Beginning with the opening line, restate the following material exactly, up through the line that contains "point(885, 511)".

(Information provided):
= = = = =
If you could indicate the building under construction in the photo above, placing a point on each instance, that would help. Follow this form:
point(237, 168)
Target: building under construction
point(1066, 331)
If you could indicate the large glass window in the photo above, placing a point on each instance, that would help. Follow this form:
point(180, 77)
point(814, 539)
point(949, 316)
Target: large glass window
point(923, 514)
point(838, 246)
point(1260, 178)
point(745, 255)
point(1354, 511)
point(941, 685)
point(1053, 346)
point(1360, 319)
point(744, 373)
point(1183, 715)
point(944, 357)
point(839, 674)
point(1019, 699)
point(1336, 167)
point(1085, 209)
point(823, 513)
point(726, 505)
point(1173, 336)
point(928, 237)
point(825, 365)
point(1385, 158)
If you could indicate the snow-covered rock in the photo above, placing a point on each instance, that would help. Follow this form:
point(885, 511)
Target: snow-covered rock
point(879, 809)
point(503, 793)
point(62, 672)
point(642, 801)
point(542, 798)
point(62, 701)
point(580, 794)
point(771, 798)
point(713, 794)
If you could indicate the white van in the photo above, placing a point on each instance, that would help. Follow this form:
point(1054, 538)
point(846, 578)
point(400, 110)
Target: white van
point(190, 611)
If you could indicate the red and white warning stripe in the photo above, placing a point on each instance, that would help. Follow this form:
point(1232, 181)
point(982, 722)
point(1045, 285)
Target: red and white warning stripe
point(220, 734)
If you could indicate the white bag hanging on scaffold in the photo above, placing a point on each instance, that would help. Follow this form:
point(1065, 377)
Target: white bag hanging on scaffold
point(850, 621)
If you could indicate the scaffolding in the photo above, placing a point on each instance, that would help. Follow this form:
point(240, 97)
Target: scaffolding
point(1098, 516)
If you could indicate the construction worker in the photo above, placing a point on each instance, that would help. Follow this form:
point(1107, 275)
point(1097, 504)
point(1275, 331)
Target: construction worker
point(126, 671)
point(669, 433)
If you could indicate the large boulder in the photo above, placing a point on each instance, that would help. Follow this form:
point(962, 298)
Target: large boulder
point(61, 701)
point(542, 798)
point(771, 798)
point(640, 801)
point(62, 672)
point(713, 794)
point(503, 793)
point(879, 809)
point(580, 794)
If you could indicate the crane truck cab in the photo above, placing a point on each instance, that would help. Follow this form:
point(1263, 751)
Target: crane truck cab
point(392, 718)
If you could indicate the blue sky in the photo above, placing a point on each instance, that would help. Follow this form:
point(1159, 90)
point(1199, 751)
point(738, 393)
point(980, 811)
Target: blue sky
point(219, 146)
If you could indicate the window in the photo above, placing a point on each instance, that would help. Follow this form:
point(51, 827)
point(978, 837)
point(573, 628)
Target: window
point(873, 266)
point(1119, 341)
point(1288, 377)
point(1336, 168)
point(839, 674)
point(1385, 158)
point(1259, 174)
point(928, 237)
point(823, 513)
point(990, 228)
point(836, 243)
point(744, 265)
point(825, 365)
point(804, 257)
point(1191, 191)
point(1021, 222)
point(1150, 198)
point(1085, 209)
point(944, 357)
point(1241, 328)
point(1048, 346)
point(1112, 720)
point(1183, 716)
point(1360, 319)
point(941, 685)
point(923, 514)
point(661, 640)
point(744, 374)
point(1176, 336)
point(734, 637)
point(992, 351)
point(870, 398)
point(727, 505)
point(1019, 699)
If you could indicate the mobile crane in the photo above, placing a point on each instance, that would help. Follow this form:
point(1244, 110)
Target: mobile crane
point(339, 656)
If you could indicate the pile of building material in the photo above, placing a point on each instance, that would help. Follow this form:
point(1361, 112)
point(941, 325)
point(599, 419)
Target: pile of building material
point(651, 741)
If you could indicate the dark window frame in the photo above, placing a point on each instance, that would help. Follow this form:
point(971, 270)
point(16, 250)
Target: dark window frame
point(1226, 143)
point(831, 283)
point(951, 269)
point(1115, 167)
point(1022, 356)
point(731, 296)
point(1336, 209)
= = = = =
(Solution for this exercise):
If you could indicate the building under construction in the photo above, placing a point on each instance, that would help. Follow this form:
point(237, 168)
Target: building under construction
point(1066, 331)
If you could indicate the large glass window in the photo above, placing a point on each instance, that would help. Follow this form:
point(180, 77)
point(814, 539)
point(949, 316)
Target: large glass window
point(923, 514)
point(838, 246)
point(1260, 178)
point(745, 255)
point(1354, 511)
point(941, 685)
point(1053, 346)
point(1360, 319)
point(744, 373)
point(1183, 715)
point(944, 357)
point(839, 674)
point(1019, 699)
point(1336, 167)
point(1085, 209)
point(823, 513)
point(726, 505)
point(1173, 336)
point(928, 237)
point(825, 365)
point(1385, 158)
If you could indicate the snow-covered rock in the photo above, placing a point on each instance, that would help. Follow this form:
point(885, 511)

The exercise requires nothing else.